## TRAVAIL DEMANDÉ
**A.** Dans l'extrait sur les sociétés de trading, reformulez sous forme de liste le paragraphe qui commence par « Les investisseurs, dont le nombre dépasse 50 000 », en gardant ses faits principaux.
**B.** Prolongez l'extrait sur les sociétés de trading à partir de sa dernière phrase.

## EXTRAIT FOURNI
-=-=-
Pour la petite histoire, les conférenciers, avec à leur tête Souleymane Gorou, ont rappelé que courant l’année 2016, des jeunes ayant appris à l’étranger le métier de trading, ont décidé de porter au grand jour ce métier. Un art qui consiste, selon eux, à spéculer sur des valeurs et indices boursiers sur les différentes places financières internationales. Cette activité a été longtemps pratiquée par les banques, qu’elles soient centrales, commerciales, et les fonds d’investissement. C’est ainsi que ces jeunes ont créé des sociétés en 2016, informent-ils, dans le but de permettre à toutes les couches de la société de faire des investissements selon des modalités de temps et suivant la consistance du portefeuille de tout un chacun.

« Toutes les catégories socio-professionnelles du pays y ont investi, étudiants comme élèves, hommes politiques, magistrats, militaires, policiers, commerçants, retraités, veuves et chômeurs ; et même des banquiers, des ménagères ou nos mères qui s’occupent de la salubrité de la ville », ajoute-t-ils. « Seulement, comme un coup de massue, une série d’événements intrigants sont venus guillotiner l’espoir de toute une jeunesse », ont-ils déploré.

En effet, rappelle l’Association des investisseurs en trading, courant mai 2019, le Conseil régional de l’épargne publique et des marchés financiers de l’UEMOA (CREPMF), devenu Autorité des marchés financiers (AMF), invitait les populations à se méfier des maisons de trading qui seraient en réalité des « arnaqueuses » et mettait en garde lesdites maisons sur la nécessité d’arrêter leurs activités pour se conformer à la loi.

Selon elle, cette note serait une main « mesquine » visant à discréditer les sociétés de trading. « Croyant à la fin de nos surprises, les maisons de trading apprenaient l’embrigadement, la séquestration de leurs comptes bancaires par une mesure judiciaire inique de gel de leurs avoirs au niveau des différentes institutions bancaires », se sont-ils indignés.

S’en est suivie, le 14 juin 2019, une note « économicide » et « révoltante » du ministère de l’Economie, par laquelle son premier responsable invitait les sociétés à mettre immédiatement fin à leurs activités. Les membres de l’association précisent que le caractère délibérément large de cette prohibition administrative sonnait le glas des paiements des retours sur investissement qui n’avaient jusqu’alors rencontré aucune difficulté.

Les investisseurs, dont le nombre dépasse 50 000, auraient entamé une série de plaidoyers et sont entrés en contact avec certaines autorités, sans succès. « Nous sommes entrés en contact avec certaines autorités et les acteurs de cette crise ; et cela est resté jusque-là sans suite », ont déploré les conférenciers. Ils accusent anonymement un banquier de ramer à contre-courant d’une solution rapide à la crise et les politiques de mépris total à l’endroit de la jeunesse. Ils estiment aussi qu’il ne s’agit pas d’arnaque, comme le prétendait une autorité du CREPMF à l’issue de sa rencontre avec le chef du gouvernement burkinabè. Et ce, d’autant plus qu’aucun investisseur n’a jamais porté plainte contre ces sociétés depuis 2016, explique Souleymane Gorou.
-=-=-
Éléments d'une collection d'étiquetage
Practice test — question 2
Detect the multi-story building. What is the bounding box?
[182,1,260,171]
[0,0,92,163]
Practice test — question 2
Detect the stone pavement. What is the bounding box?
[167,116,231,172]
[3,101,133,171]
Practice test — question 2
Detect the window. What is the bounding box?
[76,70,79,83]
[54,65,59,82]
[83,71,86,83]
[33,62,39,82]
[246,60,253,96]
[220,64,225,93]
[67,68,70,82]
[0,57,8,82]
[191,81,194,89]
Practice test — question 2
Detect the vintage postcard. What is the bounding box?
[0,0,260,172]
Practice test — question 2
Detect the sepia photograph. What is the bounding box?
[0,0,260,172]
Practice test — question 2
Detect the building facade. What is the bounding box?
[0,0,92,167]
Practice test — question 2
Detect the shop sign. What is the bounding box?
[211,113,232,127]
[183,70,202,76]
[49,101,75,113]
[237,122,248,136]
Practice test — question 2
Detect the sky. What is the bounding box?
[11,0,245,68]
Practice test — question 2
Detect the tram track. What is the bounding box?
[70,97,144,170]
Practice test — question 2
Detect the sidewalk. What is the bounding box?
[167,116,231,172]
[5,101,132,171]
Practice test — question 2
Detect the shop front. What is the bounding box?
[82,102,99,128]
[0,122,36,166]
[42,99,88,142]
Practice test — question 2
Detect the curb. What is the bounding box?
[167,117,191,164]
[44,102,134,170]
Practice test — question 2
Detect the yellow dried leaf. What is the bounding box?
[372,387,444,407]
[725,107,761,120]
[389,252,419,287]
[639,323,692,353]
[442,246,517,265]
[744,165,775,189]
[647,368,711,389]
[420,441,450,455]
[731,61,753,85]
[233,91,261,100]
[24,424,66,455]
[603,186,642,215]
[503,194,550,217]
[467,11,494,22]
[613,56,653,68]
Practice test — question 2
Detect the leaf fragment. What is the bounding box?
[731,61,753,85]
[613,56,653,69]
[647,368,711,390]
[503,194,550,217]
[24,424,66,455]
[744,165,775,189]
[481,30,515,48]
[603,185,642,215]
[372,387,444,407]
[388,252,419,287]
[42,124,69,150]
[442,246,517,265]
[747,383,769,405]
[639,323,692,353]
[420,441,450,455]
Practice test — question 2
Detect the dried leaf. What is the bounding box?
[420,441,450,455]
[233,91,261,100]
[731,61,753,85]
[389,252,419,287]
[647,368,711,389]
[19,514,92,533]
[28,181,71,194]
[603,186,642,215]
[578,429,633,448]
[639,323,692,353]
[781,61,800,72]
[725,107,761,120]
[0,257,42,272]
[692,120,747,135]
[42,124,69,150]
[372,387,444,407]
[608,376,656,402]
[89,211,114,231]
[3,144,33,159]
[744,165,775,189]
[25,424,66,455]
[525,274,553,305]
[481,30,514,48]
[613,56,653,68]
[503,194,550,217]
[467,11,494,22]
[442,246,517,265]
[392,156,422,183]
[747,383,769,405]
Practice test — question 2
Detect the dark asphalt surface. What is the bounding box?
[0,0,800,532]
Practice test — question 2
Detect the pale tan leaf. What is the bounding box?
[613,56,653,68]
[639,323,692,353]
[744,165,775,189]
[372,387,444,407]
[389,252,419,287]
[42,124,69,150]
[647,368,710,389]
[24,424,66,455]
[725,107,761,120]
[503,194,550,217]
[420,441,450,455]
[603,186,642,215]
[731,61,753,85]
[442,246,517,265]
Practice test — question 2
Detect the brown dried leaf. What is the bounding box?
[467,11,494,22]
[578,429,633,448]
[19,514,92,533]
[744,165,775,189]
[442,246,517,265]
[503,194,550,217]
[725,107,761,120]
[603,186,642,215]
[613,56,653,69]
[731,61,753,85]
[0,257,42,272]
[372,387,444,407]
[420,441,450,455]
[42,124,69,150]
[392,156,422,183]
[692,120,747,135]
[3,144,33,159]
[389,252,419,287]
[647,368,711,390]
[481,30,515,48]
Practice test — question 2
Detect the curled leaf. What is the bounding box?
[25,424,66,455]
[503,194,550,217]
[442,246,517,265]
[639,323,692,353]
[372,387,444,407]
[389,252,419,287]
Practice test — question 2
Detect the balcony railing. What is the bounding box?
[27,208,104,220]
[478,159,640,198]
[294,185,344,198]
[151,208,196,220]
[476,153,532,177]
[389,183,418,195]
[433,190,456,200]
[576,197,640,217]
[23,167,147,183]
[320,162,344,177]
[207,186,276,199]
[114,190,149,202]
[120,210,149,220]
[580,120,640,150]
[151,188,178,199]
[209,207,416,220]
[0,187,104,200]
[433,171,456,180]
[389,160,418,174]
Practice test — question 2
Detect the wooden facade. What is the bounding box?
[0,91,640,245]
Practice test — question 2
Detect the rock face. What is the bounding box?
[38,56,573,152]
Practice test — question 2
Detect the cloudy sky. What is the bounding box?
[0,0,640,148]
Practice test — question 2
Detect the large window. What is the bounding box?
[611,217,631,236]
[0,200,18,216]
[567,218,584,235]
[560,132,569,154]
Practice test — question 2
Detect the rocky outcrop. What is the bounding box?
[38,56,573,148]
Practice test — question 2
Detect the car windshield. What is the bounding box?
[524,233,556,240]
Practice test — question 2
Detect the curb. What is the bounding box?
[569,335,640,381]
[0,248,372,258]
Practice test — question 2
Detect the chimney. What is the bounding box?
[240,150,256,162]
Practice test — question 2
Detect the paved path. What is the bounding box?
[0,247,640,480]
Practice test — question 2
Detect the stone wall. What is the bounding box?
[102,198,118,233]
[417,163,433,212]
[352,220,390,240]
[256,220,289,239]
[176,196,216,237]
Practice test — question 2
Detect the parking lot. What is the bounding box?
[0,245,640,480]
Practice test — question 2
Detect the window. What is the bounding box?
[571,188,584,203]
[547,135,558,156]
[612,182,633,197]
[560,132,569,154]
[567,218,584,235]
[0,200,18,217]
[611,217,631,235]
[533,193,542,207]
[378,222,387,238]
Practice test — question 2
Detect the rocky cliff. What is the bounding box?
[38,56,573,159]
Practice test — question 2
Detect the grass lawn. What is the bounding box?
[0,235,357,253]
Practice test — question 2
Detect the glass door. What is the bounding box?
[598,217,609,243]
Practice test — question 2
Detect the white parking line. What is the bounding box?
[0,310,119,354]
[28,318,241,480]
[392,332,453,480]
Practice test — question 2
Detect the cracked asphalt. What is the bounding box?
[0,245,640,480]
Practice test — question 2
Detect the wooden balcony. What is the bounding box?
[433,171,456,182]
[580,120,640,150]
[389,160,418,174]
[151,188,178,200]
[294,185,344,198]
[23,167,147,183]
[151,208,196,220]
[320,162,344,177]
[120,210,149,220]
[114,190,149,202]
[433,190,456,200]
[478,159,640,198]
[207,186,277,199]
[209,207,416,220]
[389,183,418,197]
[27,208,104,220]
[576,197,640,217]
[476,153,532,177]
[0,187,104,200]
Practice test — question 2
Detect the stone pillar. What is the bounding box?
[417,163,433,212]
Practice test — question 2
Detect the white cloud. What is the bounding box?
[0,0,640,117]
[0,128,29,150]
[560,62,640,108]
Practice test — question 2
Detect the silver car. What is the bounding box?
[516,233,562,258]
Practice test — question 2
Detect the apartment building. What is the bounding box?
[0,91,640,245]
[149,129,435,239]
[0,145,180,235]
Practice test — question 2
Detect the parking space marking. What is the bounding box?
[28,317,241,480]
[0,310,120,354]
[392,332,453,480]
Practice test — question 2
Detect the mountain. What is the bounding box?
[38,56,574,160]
-=-=-
## RÉPONSES FOURNIES
**A.**
- Plus de 50 000 investisseurs auraient mené une série de plaidoyers et contacté certaines autorités et acteurs de la crise, sans obtenir de suite.
- Les conférenciers accusent, sans le nommer, un banquier de freiner une solution rapide à la crise, et reprochent aux politiques un mépris total envers la jeunesse.
- Ils rejettent l'idée d'une arnaque, avancée par une autorité du CREPMF après sa rencontre avec le chef du gouvernement burkinabè.
- Selon Souleymane Gorou, aucun investisseur n'a porté plainte contre ces sociétés depuis 2016.

**B.**
Pour les membres de l’association, c’est l’Etat qui serait à l’origine de leur problème, en mettant confiance ces sociétés de trading en 2016 à travers les récépissés qu’il leur a livrés, les reconnaissant comme sociétés opérant dans le trading. C’est pourquoi, ils déclarent ne pas comprendre comment une activité qui fonctionne légalement et qui paye des impôts à l’Etat depuis 2016, peut être qualifiée d’arnaque sans que les premiers concernés ne s’en plaignent. « Pourquoi l’activité est autorisée ailleurs, sauf au Burkina Faso seulement ? », s’interrogent-ils.

Le dossier est manifestement vide. Il s’agit d’un complot dirigé contre la jeunesse, ont-ils déduit. Ils ont condamné avec la dernière énergie cette action « déshumanisante » et ont appelé les autorités et personnalités à se ressaisir pendant qu’il est encore temps. « Nous avons décidé, à partir de cet instant, de prendre notre destin en main en vue d’obtenir le paiement sans délai de nos sous séquestrés par l’autorité judiciaire aux ordres. Notre jeunesse est intrépide et ne se laissera pas marcher dessus », ont-ils averti.

Les mots de conclusion des conférenciers furent à l’adresse du chef de l’Etat, pour qu’il diligente cette affaire pour une issue heureuse. Selon eux, des magistrats, des policiers, des cultivateurs et toutes les couches de la société ont investi dans le trading. Cela voudrait dire que s’il y a eu des erreurs, tout le monde, y compris les autorités, a failli. Il y a des personnes qui sont tapies dans l’ombre et qui veulent créer des problèmes au chef de l’Etat, disent-ils. Mais, conclut Souleymane Gorou, « le jour où nous allons sortir, tant que les comptes ne sont pas dégelés, nous ne rentrerons pas ».

E.L.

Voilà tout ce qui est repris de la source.